_EXERCISE DATA_
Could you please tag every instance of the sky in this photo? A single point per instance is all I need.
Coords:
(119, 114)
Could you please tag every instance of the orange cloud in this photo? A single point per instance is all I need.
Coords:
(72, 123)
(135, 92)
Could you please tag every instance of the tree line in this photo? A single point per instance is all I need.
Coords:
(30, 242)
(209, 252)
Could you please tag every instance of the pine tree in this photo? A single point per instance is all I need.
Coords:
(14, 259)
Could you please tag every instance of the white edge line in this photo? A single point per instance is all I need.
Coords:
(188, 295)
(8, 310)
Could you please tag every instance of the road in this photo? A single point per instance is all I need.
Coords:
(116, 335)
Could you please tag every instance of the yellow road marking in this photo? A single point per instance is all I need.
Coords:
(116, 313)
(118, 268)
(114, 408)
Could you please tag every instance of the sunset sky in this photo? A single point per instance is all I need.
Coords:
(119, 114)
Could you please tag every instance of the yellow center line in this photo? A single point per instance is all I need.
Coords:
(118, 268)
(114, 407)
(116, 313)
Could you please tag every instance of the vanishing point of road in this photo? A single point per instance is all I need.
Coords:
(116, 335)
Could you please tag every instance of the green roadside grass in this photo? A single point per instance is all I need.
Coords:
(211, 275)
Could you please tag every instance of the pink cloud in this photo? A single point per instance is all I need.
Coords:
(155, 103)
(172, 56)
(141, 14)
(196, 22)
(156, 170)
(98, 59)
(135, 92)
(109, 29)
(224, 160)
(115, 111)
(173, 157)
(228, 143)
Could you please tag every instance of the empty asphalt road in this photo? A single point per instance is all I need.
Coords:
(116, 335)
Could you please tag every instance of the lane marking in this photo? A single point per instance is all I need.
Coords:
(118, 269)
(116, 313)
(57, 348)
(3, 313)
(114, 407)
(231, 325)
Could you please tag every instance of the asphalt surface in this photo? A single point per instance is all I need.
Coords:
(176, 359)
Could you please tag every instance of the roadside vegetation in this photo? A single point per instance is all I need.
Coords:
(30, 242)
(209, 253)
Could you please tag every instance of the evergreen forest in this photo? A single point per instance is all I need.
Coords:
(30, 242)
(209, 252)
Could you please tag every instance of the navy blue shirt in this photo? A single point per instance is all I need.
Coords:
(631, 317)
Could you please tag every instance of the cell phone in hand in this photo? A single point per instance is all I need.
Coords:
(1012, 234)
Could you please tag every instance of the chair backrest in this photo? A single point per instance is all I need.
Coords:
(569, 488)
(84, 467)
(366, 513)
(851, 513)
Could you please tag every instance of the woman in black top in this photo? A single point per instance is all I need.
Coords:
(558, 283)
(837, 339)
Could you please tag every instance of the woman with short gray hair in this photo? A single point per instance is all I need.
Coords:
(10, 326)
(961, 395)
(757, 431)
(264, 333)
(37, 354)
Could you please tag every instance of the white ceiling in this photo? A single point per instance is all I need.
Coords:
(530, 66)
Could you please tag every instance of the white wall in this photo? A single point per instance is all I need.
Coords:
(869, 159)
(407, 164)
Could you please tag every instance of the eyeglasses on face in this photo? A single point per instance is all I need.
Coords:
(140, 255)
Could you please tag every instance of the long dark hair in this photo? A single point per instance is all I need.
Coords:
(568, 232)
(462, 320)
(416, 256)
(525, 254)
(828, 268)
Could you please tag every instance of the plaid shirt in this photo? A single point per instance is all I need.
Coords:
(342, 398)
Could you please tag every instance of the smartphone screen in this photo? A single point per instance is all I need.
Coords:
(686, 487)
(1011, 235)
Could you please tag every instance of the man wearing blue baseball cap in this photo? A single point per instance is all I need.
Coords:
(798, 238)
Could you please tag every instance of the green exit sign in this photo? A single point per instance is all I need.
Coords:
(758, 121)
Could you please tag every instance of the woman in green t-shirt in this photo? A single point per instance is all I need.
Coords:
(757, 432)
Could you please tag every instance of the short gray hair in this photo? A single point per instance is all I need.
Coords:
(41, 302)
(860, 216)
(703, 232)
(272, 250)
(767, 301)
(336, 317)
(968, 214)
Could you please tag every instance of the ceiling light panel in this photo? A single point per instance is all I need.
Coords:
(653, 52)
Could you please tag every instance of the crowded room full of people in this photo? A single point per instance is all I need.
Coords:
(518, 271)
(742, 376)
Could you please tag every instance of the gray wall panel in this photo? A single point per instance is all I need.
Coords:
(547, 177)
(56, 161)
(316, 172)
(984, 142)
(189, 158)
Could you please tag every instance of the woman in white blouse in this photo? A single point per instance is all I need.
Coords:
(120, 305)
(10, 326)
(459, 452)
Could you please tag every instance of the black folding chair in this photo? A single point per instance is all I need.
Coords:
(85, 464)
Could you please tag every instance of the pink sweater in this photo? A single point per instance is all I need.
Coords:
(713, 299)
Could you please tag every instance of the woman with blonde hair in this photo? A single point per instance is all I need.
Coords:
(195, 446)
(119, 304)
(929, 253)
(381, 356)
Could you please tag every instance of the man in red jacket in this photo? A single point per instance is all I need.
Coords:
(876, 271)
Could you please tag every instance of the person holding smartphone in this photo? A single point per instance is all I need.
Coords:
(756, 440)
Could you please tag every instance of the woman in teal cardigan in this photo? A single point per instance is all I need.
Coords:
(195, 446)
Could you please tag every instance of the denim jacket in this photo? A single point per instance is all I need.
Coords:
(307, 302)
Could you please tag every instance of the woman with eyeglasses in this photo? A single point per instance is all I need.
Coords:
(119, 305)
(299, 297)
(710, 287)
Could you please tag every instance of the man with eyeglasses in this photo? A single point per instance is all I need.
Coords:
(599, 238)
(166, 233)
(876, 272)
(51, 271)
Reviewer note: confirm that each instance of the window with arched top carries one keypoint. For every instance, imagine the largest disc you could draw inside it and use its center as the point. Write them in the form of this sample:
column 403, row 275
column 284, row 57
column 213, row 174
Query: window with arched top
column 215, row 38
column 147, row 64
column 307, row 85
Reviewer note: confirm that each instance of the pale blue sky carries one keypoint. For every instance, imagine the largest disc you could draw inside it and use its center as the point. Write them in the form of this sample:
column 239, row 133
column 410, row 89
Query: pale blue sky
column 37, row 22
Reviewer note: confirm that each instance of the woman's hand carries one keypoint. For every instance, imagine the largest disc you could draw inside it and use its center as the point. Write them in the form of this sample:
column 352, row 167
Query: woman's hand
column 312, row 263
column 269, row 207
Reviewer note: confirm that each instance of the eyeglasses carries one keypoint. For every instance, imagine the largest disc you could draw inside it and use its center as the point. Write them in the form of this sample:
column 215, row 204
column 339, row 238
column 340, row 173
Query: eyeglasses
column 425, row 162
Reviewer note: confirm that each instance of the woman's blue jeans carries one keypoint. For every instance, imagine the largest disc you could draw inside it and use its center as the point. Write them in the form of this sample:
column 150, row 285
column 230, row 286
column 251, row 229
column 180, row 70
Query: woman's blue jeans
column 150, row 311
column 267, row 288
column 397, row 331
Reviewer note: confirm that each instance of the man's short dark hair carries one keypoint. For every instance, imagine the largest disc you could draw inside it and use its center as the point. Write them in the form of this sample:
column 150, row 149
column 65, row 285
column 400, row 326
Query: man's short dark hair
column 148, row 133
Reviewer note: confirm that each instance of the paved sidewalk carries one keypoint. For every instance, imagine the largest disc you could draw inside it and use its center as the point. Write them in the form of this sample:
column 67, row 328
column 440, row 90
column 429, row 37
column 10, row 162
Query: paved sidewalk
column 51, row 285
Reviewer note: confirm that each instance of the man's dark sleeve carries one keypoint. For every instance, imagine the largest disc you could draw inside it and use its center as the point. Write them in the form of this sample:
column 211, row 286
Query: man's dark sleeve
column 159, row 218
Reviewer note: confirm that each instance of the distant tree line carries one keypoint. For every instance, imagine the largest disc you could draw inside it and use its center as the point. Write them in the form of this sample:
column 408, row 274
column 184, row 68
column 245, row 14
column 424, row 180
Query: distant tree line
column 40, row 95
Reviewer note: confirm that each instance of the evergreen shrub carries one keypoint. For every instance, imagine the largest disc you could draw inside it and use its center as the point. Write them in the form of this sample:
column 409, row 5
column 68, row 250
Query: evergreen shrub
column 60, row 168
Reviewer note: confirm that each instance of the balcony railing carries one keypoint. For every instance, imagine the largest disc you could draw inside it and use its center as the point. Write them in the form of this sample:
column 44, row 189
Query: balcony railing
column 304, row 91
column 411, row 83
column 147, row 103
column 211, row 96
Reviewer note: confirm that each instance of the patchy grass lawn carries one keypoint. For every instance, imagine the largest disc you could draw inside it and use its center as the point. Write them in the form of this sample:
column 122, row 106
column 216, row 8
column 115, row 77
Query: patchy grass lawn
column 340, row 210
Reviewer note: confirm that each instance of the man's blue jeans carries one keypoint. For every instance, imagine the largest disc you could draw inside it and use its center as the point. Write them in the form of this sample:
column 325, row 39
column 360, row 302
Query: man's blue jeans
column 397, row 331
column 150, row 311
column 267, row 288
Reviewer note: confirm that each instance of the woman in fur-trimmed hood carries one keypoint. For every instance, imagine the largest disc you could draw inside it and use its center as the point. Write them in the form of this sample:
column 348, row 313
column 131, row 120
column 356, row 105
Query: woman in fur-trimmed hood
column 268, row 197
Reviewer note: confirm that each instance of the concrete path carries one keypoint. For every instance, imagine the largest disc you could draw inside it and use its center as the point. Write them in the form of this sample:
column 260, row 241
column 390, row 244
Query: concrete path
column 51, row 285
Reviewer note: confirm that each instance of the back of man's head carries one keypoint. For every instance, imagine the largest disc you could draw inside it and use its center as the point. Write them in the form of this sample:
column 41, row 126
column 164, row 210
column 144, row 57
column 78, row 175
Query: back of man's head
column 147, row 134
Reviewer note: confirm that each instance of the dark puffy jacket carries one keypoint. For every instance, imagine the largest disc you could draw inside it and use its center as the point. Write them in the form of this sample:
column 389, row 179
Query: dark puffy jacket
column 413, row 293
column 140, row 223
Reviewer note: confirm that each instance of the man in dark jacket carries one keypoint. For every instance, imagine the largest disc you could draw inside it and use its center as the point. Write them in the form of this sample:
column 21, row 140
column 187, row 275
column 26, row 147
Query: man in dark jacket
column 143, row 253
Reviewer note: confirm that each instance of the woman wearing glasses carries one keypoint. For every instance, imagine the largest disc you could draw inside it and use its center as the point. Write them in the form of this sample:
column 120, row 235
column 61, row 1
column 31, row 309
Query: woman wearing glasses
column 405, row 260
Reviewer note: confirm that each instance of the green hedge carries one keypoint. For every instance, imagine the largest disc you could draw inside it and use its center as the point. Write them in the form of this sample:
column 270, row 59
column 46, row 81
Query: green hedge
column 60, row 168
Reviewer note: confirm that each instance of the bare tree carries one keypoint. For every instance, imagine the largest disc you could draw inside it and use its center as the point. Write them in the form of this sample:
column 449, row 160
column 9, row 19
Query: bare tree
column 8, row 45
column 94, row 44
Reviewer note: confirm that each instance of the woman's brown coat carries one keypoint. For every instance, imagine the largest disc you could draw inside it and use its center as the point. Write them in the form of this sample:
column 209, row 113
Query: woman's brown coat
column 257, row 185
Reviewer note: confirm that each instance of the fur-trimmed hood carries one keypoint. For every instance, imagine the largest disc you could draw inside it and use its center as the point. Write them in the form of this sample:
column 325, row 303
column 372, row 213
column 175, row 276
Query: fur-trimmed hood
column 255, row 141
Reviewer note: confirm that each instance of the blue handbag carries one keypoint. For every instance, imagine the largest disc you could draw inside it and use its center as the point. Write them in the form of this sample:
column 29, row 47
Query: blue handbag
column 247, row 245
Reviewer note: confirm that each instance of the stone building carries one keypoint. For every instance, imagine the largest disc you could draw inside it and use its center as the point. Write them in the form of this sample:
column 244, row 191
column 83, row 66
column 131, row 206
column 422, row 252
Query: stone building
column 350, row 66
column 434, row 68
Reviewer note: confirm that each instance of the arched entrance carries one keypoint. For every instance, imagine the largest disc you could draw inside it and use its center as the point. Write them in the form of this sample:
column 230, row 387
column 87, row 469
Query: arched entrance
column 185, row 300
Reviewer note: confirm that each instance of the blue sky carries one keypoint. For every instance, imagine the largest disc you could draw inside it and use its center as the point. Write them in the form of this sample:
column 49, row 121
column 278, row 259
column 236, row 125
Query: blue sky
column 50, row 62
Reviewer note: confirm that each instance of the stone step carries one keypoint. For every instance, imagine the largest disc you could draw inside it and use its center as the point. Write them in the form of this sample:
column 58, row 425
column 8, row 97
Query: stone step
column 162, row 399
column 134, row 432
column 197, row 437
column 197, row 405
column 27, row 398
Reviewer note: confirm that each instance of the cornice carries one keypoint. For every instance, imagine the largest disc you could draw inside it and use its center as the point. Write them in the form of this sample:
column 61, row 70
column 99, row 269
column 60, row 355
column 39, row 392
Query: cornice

_TASK_
Edit the lines starting at the one containing "Could you please tag every instance of the evergreen" and ending at the one containing "(1012, 234)", changing "navy blue shirt" to "dark blue shirt" and leaving everything else unchanged. Return only those lines.

_TASK OUTPUT_
Could you please tag every instance of the evergreen forest in this photo? A single point per instance is all I need.
Coords:
(30, 242)
(209, 252)
Could you please tag every instance of the dark blue shirt in this photo? A single point per instance is all I need.
Coords:
(631, 317)
Could you please tag every instance of the cell phone in hand in this photo? A single point per instance is all I need.
Coords:
(1012, 234)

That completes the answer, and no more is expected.